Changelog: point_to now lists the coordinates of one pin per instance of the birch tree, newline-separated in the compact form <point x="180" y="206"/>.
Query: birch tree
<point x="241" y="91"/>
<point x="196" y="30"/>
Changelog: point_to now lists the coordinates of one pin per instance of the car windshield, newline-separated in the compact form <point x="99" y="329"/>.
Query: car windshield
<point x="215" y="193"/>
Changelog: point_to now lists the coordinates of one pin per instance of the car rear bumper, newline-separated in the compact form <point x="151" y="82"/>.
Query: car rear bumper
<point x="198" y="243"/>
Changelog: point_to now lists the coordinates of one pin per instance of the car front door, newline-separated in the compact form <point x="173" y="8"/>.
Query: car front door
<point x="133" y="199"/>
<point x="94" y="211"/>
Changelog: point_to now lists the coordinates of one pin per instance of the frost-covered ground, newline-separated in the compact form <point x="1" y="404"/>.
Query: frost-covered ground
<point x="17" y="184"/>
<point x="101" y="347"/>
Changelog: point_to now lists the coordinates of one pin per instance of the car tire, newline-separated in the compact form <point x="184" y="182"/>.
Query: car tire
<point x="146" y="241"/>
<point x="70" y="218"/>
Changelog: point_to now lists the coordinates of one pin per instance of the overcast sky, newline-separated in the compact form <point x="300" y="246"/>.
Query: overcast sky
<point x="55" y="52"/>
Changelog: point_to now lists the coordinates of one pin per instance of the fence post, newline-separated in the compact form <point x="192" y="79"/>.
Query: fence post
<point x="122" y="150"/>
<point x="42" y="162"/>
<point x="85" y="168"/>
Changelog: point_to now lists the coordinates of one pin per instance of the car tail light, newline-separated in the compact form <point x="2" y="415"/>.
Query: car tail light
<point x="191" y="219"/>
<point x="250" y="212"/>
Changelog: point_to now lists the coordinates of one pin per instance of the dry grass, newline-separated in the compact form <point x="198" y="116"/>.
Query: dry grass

========

### WHAT THE EXERCISE ASKS
For each line in the material above that contains the string "Changelog", make a copy.

### ANSWER FOR THIS EXERCISE
Changelog: point_to now lists the coordinates of one pin per instance of the birch tree, newline-separated in the compact form <point x="180" y="206"/>.
Changelog: point_to now lists the coordinates of one pin per instance of the car windshield, newline-separated in the compact form <point x="99" y="329"/>.
Changelog: point_to now lists the coordinates of one pin per instance of the car rear bumper, newline-separated in the compact form <point x="151" y="82"/>.
Changelog: point_to now lists the coordinates of one pin per instance of the car front door, newline-separated in the compact form <point x="173" y="8"/>.
Changelog: point_to now lists the coordinates of one pin per instance of the frost-covered ground, newline-separated in the compact form <point x="1" y="404"/>.
Changelog: point_to now lists the coordinates of one pin per instance of the car tire, newline-separated in the compact form <point x="184" y="182"/>.
Changelog: point_to now lists the coordinates of one pin per instance of the overcast sky, newline-separated in the compact form <point x="300" y="246"/>.
Changelog: point_to now lists the coordinates of one pin per instance of the fence post, newline-separated in the compact form <point x="192" y="79"/>.
Changelog: point_to now lists the coordinates of one pin per instance of the car tail light, newline-separated in the compact form <point x="2" y="415"/>.
Changelog: point_to now lists the coordinates of one pin per instance of the dry grass, newline-separated in the compact form <point x="198" y="116"/>.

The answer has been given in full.